Top of Provided data

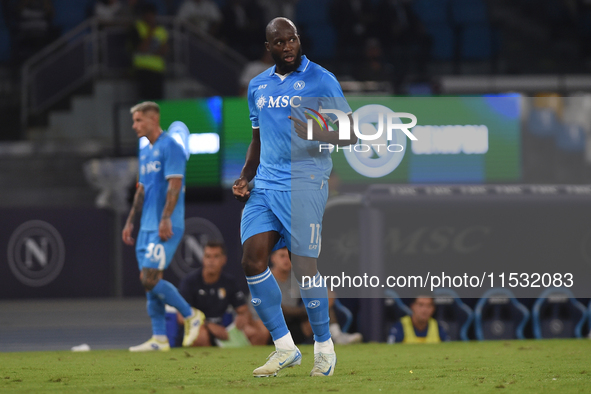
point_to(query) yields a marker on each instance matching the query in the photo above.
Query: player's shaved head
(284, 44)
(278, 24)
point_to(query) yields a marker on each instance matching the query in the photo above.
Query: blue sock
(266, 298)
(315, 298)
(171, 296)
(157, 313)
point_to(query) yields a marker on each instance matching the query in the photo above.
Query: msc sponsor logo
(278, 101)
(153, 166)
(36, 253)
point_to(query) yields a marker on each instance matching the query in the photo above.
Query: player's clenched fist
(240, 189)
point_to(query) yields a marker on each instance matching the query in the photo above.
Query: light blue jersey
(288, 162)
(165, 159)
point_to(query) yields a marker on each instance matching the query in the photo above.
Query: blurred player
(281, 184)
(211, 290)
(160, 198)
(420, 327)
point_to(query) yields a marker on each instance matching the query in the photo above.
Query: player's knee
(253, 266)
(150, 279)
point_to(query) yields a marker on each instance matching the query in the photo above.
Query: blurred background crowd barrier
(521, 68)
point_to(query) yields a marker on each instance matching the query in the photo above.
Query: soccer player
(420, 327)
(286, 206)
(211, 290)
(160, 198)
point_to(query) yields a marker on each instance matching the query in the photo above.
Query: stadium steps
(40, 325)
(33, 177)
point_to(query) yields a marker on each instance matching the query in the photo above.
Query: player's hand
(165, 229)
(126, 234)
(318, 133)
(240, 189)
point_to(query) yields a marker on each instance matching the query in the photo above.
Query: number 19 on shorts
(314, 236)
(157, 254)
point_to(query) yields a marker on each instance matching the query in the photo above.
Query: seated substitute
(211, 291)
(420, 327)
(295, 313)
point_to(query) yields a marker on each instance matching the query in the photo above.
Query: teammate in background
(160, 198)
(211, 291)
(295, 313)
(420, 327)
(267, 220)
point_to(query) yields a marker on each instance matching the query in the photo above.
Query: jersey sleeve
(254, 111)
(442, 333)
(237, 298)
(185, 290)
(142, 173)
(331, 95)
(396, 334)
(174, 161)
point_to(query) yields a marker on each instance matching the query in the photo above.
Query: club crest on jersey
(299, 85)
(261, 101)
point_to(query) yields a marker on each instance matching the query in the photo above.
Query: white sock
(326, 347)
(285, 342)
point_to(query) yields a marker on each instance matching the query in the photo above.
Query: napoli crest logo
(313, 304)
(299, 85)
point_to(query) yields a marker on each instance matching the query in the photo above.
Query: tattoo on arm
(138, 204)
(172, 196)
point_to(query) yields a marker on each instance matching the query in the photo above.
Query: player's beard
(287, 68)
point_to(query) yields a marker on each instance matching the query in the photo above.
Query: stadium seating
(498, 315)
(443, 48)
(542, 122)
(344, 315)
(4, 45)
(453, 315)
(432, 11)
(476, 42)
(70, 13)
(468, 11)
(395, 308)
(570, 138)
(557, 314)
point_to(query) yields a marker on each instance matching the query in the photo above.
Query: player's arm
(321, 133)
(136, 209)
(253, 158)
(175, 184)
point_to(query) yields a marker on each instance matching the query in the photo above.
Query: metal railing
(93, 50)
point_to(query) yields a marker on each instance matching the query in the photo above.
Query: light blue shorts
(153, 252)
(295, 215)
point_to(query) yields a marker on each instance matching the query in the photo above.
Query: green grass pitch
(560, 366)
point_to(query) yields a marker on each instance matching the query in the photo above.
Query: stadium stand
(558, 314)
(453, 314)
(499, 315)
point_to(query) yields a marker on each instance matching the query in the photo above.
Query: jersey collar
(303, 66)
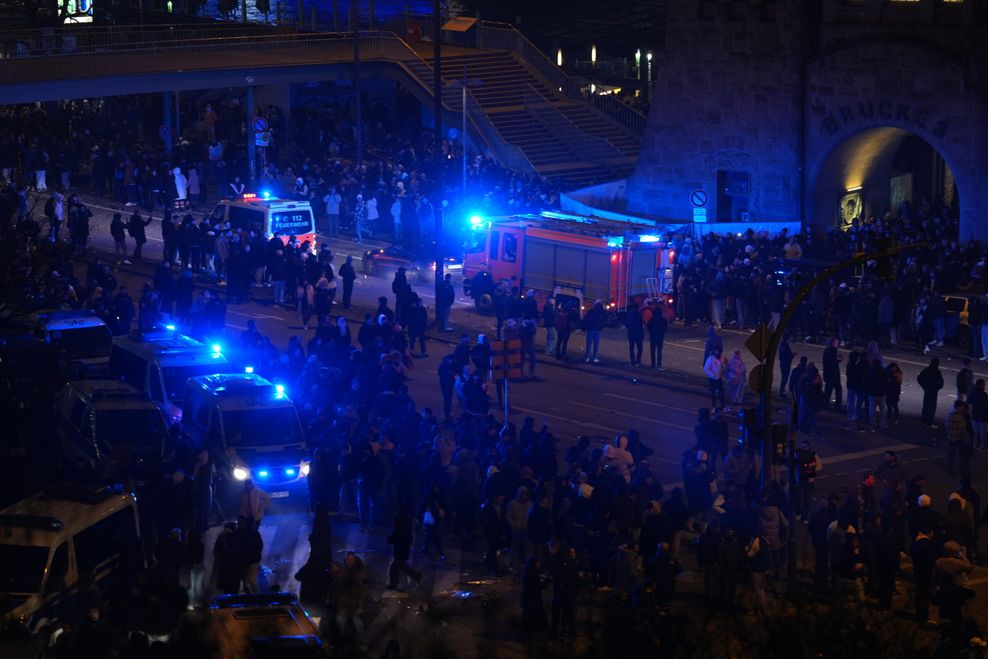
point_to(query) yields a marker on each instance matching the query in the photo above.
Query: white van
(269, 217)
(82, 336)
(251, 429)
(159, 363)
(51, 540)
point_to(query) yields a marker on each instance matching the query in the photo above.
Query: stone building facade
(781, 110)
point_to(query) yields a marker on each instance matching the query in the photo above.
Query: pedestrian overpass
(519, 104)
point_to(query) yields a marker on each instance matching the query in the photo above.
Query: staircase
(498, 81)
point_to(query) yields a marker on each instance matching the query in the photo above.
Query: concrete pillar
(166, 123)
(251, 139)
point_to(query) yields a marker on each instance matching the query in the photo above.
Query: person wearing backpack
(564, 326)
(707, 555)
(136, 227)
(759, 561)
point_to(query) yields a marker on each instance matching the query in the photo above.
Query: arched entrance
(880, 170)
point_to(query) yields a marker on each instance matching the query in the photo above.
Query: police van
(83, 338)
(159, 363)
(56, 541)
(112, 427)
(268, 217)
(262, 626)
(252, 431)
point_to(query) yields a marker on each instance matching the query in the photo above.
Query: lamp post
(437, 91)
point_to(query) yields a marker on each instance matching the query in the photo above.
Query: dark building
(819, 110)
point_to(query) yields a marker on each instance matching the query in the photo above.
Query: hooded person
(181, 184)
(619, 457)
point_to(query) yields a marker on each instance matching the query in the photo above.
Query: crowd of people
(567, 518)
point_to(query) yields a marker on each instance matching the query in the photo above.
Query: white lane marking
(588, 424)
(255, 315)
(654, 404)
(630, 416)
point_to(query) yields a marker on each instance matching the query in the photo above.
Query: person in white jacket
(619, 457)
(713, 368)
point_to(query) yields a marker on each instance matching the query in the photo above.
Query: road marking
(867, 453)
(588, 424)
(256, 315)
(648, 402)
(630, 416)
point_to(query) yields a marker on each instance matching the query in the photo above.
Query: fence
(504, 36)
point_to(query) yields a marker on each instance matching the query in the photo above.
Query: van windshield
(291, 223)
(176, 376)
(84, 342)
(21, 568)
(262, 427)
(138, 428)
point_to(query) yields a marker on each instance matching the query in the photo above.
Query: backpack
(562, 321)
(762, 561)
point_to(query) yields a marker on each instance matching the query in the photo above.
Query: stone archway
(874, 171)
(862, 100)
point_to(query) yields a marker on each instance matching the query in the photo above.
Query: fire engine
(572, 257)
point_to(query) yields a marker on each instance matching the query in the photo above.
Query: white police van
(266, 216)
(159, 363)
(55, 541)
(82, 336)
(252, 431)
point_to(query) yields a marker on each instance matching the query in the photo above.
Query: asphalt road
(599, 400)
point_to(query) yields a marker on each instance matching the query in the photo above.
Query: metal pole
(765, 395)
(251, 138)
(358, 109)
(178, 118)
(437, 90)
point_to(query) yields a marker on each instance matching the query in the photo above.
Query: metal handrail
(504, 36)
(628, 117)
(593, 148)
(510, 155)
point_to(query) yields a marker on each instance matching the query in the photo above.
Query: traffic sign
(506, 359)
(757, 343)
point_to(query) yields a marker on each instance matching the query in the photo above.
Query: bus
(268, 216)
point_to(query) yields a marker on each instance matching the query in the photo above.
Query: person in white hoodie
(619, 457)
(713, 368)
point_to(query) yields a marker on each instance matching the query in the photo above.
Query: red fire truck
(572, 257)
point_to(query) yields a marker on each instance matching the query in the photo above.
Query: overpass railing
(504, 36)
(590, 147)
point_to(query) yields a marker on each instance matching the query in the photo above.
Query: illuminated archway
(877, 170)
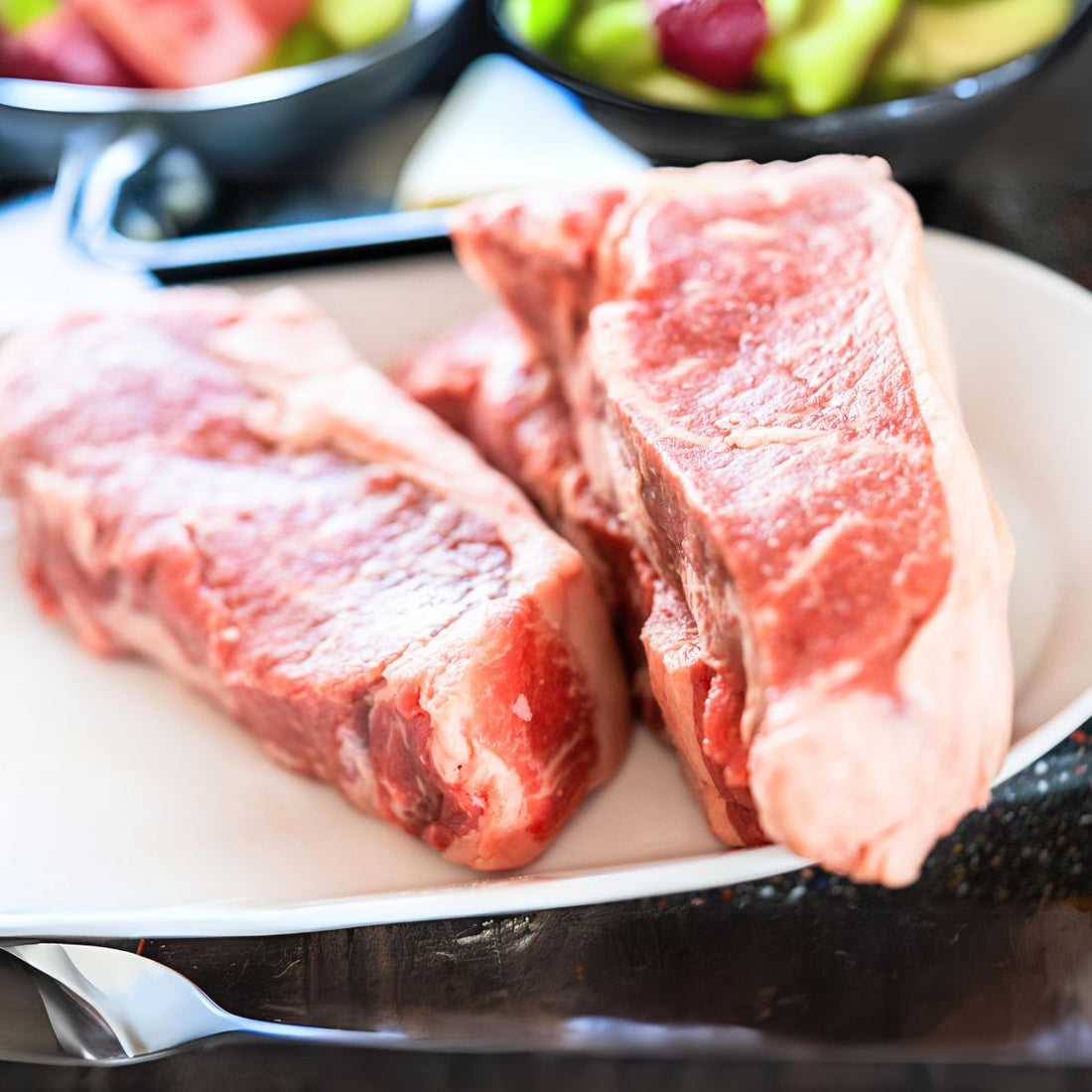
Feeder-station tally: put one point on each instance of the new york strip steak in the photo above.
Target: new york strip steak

Bottom of Provided data
Top of Provided data

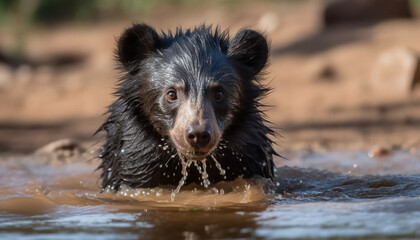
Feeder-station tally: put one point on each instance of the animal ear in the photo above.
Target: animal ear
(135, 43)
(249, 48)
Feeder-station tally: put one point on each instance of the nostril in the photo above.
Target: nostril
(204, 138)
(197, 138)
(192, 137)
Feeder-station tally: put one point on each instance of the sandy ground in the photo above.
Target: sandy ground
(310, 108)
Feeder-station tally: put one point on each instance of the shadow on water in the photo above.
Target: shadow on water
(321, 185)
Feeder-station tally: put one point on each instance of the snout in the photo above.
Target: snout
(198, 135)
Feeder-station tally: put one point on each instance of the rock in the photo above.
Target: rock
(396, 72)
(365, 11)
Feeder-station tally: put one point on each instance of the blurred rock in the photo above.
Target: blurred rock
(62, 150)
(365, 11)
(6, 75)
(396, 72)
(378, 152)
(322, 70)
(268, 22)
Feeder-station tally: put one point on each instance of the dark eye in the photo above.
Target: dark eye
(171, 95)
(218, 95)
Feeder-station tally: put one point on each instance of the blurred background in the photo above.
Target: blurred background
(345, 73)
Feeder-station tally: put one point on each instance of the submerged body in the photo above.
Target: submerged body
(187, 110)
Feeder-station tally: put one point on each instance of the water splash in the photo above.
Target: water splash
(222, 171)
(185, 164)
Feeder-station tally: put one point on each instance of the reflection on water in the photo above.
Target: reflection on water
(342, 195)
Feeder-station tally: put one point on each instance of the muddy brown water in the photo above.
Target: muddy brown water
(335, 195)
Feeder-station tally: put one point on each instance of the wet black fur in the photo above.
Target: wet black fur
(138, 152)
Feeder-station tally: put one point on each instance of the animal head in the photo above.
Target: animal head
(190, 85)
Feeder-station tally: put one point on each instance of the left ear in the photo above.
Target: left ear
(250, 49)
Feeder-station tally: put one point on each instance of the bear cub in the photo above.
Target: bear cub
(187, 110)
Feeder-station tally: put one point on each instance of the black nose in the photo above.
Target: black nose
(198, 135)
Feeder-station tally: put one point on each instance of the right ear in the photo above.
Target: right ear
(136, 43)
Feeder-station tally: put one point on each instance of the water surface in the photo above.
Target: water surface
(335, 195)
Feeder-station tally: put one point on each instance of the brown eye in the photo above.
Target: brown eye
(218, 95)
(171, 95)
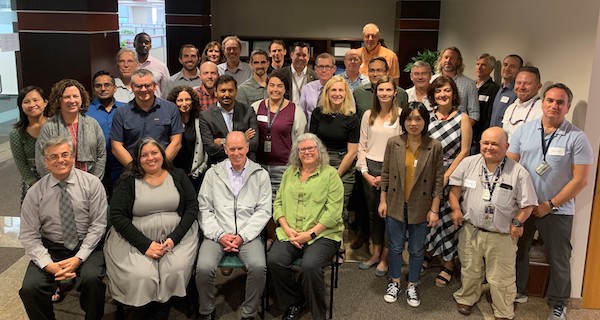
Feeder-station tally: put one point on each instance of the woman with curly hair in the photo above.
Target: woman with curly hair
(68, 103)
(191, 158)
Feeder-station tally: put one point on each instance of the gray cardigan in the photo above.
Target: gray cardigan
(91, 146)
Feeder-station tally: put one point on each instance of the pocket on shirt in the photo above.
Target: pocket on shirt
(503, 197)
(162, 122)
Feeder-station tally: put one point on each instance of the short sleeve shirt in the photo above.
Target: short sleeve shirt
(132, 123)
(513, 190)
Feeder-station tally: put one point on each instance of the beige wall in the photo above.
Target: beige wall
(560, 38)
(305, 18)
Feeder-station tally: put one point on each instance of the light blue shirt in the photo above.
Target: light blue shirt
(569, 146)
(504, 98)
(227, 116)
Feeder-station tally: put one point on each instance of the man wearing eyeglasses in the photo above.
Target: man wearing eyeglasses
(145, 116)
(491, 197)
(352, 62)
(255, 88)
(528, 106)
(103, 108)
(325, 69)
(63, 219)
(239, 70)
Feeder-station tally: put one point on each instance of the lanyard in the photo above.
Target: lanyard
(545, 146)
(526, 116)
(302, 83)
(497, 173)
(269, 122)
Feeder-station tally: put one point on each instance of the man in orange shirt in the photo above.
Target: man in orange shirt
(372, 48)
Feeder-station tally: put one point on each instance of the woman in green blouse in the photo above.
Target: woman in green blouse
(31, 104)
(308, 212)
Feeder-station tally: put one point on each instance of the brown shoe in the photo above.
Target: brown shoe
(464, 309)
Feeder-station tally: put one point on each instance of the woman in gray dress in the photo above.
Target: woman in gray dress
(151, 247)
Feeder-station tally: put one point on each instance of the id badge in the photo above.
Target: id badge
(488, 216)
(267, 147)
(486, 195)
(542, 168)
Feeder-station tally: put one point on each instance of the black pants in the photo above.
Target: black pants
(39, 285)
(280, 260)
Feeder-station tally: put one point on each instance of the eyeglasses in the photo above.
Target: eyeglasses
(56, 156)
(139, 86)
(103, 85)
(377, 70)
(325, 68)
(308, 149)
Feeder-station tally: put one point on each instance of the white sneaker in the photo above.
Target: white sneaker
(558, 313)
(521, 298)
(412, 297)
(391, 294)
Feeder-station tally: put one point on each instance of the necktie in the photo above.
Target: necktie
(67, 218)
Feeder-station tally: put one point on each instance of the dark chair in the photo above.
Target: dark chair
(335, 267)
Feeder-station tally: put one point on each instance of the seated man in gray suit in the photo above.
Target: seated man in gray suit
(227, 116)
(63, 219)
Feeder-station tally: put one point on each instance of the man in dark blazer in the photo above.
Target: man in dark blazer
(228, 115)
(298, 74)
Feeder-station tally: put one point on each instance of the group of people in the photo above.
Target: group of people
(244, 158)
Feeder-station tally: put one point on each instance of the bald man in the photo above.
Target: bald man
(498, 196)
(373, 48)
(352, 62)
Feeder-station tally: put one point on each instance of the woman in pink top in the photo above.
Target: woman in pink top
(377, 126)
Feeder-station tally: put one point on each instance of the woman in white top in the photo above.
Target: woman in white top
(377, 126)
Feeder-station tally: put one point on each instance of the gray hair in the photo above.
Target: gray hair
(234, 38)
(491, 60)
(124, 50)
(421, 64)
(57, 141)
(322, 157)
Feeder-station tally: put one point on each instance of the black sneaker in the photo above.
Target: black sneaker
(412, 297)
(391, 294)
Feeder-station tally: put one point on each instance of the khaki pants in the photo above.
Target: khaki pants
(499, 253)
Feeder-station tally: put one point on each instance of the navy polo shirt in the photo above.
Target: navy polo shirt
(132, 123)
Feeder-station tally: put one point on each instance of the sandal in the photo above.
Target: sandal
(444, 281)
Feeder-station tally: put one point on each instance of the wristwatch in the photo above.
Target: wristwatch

Bottom of Provided data

» **To do**
Search the lines above for the string "york", then show every one that has it.

» **Completed exercise**
Feeder-station tally: put one point on each instance of the new york strip steak in the photo above.
Target: new york strip steak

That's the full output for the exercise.